→ Problem to solve
In the stretch from the line containing "For each instance of the elephant in" through the line containing "(1121, 706)", change "biggest" to "largest" and give those lines back with nothing else altered.

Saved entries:
++++++

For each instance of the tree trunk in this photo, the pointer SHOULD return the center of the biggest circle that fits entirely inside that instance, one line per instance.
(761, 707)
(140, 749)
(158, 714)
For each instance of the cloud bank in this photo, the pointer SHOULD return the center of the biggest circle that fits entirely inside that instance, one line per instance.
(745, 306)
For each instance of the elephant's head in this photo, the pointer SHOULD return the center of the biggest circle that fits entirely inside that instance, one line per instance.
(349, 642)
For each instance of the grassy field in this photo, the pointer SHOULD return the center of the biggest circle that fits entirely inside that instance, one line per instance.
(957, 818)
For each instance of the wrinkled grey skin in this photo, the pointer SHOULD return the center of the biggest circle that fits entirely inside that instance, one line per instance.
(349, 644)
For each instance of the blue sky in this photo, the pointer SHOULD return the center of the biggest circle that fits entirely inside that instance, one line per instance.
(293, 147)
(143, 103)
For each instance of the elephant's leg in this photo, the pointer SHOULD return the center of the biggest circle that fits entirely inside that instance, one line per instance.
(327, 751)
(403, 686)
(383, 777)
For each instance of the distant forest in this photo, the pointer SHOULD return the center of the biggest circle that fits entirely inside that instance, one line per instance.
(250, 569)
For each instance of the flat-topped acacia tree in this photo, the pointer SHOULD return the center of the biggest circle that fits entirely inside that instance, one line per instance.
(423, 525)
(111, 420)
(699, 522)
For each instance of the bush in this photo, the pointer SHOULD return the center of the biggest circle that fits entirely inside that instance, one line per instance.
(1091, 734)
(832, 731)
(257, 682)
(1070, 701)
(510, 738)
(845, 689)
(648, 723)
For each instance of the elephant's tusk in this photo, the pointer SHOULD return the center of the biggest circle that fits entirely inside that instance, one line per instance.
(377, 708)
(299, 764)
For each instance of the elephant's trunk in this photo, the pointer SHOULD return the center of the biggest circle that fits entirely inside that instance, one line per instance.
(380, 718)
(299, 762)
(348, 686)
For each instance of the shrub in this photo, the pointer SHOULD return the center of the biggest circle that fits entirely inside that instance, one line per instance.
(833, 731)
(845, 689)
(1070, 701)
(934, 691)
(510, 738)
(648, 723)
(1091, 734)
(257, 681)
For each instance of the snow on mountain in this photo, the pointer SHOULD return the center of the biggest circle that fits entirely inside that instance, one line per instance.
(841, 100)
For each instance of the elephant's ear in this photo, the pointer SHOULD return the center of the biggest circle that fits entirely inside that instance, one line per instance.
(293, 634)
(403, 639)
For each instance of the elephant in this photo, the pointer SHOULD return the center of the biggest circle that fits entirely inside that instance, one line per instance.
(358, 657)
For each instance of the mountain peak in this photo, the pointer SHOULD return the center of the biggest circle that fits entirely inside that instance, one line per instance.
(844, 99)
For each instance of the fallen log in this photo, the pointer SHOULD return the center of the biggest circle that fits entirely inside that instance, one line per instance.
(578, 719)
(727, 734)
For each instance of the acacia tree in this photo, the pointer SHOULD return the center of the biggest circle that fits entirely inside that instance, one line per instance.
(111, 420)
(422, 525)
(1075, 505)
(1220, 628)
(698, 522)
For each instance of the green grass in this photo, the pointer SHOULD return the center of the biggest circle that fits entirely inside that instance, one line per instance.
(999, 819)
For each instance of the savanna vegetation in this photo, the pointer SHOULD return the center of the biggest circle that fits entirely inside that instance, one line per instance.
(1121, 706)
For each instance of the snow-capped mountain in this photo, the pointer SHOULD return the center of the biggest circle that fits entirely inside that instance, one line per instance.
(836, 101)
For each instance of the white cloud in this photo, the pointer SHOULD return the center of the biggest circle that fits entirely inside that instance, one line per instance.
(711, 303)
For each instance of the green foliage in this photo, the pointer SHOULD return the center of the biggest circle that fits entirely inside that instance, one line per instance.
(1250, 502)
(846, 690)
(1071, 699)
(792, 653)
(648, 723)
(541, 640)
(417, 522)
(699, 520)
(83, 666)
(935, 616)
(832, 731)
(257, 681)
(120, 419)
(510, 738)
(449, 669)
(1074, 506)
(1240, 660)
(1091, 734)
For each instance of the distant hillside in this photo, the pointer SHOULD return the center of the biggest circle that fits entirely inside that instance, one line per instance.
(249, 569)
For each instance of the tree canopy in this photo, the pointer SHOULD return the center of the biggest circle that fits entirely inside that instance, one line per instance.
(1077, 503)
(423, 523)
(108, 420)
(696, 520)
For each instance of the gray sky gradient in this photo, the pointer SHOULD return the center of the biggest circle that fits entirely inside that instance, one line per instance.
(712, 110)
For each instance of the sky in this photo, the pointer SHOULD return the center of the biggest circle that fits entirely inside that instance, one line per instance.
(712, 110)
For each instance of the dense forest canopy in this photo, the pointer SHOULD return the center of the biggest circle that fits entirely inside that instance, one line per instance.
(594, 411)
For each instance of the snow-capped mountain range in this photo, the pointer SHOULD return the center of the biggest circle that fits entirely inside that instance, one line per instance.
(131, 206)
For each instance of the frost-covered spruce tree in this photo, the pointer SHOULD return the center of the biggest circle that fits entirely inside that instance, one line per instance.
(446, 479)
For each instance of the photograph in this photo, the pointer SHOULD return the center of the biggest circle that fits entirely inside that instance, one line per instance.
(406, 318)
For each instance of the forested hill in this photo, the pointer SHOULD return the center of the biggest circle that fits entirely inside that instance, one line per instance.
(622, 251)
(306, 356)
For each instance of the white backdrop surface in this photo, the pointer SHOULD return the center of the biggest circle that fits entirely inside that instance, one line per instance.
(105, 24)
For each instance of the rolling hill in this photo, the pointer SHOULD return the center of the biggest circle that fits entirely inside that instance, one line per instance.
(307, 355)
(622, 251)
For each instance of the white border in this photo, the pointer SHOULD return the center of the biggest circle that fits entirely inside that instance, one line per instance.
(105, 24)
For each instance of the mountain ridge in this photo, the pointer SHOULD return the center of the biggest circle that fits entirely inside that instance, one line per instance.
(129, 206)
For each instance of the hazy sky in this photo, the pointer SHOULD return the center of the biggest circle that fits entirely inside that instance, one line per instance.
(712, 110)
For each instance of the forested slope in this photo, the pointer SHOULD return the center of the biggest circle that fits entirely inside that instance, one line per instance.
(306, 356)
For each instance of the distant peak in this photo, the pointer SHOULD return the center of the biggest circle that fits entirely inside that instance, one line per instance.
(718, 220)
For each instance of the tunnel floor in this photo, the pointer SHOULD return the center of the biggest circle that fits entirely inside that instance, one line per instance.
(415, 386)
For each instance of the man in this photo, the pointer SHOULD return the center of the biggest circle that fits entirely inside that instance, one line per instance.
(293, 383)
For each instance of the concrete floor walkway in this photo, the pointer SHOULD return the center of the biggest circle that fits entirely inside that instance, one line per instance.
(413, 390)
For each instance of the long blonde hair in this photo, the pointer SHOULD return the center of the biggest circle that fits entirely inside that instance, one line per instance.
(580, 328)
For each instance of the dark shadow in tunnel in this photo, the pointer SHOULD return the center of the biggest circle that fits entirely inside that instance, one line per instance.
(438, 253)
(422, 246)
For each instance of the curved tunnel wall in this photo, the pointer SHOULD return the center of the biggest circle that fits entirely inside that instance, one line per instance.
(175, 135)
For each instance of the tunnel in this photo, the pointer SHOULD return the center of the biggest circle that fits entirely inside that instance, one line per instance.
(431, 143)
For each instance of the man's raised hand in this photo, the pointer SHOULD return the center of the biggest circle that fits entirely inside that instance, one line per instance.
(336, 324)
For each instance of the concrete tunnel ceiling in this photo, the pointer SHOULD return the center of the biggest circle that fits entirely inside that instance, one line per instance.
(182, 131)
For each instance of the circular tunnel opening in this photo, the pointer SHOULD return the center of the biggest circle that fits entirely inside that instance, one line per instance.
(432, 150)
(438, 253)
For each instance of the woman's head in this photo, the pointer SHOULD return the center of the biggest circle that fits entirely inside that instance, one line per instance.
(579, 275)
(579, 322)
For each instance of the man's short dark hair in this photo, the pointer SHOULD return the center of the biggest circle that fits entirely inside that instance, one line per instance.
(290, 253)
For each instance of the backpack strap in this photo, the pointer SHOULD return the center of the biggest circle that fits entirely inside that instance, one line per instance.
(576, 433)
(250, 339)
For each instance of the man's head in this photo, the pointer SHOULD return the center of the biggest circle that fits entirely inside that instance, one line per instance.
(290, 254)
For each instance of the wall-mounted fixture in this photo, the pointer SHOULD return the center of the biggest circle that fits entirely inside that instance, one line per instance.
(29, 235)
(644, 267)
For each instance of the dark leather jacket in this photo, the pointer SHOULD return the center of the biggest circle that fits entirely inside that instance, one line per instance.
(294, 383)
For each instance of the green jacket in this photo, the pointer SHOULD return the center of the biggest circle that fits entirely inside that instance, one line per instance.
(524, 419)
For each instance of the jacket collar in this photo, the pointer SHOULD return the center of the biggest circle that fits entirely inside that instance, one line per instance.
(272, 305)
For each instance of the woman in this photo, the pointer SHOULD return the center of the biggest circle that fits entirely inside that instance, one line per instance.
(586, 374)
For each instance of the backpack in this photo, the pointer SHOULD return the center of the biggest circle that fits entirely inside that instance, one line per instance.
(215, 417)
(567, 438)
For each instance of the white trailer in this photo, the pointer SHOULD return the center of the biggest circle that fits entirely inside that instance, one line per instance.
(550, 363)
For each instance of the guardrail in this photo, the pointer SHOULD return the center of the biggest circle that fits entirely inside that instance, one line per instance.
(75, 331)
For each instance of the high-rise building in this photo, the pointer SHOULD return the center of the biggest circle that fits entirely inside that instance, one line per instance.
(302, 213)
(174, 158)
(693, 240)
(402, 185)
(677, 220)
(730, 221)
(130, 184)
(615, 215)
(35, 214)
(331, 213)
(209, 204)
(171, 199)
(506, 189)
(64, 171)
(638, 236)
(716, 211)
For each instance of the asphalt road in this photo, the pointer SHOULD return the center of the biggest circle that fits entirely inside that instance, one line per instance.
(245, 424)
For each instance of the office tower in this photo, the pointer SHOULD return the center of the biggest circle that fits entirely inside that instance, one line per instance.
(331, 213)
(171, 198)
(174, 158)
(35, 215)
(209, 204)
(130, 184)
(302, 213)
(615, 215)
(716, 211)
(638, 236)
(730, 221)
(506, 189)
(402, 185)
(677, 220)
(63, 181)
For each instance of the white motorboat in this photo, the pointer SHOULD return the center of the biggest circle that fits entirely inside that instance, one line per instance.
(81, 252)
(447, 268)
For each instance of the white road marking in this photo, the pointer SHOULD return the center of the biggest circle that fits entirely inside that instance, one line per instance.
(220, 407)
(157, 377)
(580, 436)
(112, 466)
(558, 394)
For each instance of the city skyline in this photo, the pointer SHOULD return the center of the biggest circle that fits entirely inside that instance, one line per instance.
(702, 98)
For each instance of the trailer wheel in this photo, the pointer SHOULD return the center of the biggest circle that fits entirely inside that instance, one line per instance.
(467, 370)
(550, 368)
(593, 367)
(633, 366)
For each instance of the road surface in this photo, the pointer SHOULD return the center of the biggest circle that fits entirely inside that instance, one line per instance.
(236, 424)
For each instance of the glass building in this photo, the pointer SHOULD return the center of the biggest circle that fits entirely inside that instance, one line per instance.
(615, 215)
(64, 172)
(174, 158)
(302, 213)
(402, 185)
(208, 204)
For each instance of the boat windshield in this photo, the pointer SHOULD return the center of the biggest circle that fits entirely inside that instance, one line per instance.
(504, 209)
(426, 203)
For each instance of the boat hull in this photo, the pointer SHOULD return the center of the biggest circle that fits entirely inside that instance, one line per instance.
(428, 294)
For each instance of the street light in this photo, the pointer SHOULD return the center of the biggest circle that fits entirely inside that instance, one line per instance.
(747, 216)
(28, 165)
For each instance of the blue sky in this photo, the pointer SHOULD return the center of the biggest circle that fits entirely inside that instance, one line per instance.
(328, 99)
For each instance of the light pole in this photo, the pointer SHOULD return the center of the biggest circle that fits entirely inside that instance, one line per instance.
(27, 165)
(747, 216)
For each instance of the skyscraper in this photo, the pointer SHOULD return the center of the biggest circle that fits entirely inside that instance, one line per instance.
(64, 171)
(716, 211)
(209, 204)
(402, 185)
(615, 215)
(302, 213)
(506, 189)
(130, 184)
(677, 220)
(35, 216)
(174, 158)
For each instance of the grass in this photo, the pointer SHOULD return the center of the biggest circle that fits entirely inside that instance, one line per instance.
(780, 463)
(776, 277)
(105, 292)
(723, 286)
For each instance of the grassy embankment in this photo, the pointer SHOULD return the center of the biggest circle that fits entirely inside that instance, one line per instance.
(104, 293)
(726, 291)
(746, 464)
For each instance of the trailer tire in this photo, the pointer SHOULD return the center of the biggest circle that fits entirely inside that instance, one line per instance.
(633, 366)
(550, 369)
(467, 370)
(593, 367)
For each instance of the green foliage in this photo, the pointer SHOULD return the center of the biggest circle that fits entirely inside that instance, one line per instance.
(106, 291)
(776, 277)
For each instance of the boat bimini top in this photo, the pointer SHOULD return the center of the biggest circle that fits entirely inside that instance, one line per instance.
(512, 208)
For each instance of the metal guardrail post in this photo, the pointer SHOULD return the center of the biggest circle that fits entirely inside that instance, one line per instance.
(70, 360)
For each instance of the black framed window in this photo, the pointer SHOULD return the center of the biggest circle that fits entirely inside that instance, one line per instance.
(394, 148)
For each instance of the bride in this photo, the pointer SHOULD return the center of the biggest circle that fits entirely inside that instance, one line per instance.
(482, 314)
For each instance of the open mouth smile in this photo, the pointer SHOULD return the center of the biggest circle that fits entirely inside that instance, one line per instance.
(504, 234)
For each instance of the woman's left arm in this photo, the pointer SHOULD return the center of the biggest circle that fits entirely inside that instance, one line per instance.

++++++

→ Task result
For each instance of the elephant in this photo, the pointer SHOULD return the center of the largest circle that fits entirely inside that instance, one line per instance.
(358, 657)
For each instance of the mountain peak in this photo, the pointer SHOULD return the center of the largest circle that fits entirely inside that instance, one line per instance.
(844, 99)
For each instance of the fallen log in this photo, the pointer SHOULD return the center of the largest circle that fits entirely inside that instance, one line per instance.
(578, 719)
(727, 734)
For each instance of the acacia tree in this photo, the pointer SHOULD return the center of the largest circle that fits entirely inside that instance, one line per instance.
(111, 420)
(422, 525)
(1075, 505)
(1220, 628)
(698, 522)
For each instance of the green grass in this photo, the pointer SHOULD return the center of the largest circle that fits entirely inside that instance, one line per instance.
(999, 819)
For each instance of the savanna vegetation in this photo, the pointer SHOULD return the center of the largest circle that fits entirely inside that instance, one line per instance.
(1121, 706)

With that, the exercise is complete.